> **Brief**
Repeat every line below exactly, word for word.

> **Point placement records**

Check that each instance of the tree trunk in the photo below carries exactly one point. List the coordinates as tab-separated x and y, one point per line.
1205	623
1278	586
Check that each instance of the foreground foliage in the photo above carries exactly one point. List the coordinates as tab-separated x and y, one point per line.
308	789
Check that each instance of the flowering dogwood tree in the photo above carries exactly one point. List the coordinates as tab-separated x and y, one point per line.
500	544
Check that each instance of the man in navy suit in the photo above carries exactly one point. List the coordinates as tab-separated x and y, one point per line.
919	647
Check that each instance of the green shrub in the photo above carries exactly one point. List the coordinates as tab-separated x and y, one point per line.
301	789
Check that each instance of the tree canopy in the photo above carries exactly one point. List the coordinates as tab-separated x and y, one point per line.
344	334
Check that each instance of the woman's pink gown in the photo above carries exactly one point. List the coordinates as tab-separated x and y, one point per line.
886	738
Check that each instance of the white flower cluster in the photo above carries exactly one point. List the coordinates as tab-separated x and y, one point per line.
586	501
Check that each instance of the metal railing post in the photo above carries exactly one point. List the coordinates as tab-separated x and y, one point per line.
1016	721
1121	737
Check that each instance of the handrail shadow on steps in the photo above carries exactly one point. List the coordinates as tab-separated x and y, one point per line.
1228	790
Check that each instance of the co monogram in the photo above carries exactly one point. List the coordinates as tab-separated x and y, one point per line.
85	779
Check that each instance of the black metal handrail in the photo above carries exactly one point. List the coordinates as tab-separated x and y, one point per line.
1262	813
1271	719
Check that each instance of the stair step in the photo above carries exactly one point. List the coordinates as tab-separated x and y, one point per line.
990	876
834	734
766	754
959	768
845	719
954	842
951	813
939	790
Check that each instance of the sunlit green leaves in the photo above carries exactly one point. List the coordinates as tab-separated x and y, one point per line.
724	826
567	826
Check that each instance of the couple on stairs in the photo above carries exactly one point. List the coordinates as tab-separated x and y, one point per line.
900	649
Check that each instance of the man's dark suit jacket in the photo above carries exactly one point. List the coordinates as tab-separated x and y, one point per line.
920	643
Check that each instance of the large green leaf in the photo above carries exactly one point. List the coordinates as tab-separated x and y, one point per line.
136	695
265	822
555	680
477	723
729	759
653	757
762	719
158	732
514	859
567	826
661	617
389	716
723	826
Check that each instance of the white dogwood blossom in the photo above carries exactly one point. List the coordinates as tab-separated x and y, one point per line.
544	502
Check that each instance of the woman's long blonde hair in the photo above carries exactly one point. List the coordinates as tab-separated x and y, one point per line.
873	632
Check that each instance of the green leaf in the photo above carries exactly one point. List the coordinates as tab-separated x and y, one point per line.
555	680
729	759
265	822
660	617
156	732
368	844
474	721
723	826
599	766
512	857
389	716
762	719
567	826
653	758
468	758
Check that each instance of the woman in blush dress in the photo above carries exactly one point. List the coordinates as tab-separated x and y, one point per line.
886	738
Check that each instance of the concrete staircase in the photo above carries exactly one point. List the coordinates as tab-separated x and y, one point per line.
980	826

> **Written solution**
Check that each instance of the tree trunk in the photo below carries exactly one point. List the coordinates as tab-separated x and y, one point per line.
1205	623
1278	586
Check that each instance of the foreground foliage in the photo above carries exactly one point. List the coordinates as tab-separated x and y, one point per line.
308	789
Check that each instance of the flowering dogwood tree in the photo above carries exactly one point. List the coordinates as tab-separated x and y, one point per line.
500	544
Check that each instance of the man in navy suit in the photo above carries exactly one point. List the coordinates as tab-separated x and y, one point per line.
919	647
Check that each instance of the green shrub in the photo above carries exactly one point. List the coordinates as tab-separated x and y, one point per line.
301	789
Check that each instance of the tree canopy in the photo above carries exactly one point. List the coordinates as tab-separated x and y, one point per line.
344	334
Check that each instance of the woman's pink gown in the photo above carries exactly one point. List the coordinates as tab-separated x and y, one point per line.
886	738
Check that each instance of the white flower cluster in the photo above carries exactly one point. List the coordinates as tab-separated x and y, one point per line.
586	501
Check that each instance of the metal railing post in the photo above carries exactly one point. List the coordinates as tab-separated x and y, one point per line.
1016	721
1121	737
Check that each instance of the handrail shadow on steps in the photo above carries exactly one point. List the coordinates as tab-separated x and y, one point per line.
1228	790
Check that each instance of the co monogram in the photo above carries exactly one point. List the coordinates as tab-separated x and y, one point per line.
85	779
Check that each instance of the black metal handrail in the photo above carries exactly one point. List the coordinates as tab-separated x and y, one point per line.
1262	813
1271	719
Check that each instance of the stair step in the photo above carries exactly one point. List the coordinates as tab-separated x and y, one point per line.
990	876
834	734
766	754
959	768
845	719
954	842
951	813
939	790
Check that each instance of the sunlit green leaves in the photo above carries exactly one point. List the coordinates as tab-separated x and y, one point per line.
724	826
567	826
Check that each instance of the couple on stairs in the photo above carries exactly one point. List the coordinates as tab-separated x and y, one point per line.
900	649
Check that each instance of the man's dark suit jacket in the photo above carries exactly one point. List the coordinates as tab-separated x and y, one point per line.
920	643
Check that each instance of the large green leaf in the photo above carries exactly one point. List the coordinates as tab-separated x and y, one point per line.
136	695
265	822
555	680
477	723
729	759
653	757
762	719
158	732
514	859
567	826
661	617
389	716
723	826
Check that each instance of the white dogwood blossom in the photo above carries exactly one point. List the coordinates as tab-separated x and y, one point per line.
544	502
Check that each instance of the woman's long blonde hair in the photo above carries exactly one point. List the coordinates as tab-separated x and y, one point per line.
873	632
Check that each instance of the green leaf in the photo above carries exactly one point. List the coordinates as tab-separated x and y, one point per line.
555	680
729	759
265	822
660	617
156	732
368	844
474	721
723	826
599	766
512	857
389	716
762	719
567	826
653	758
468	758
Check that each instance of the woman in blush dress in the photo above carries exactly one point. List the coordinates as tab-separated x and y, one point per line.
886	738
Check that each instance of the concrete staircase in the photo above carries exactly one point. List the coordinates as tab-separated x and y, one point per line.
980	826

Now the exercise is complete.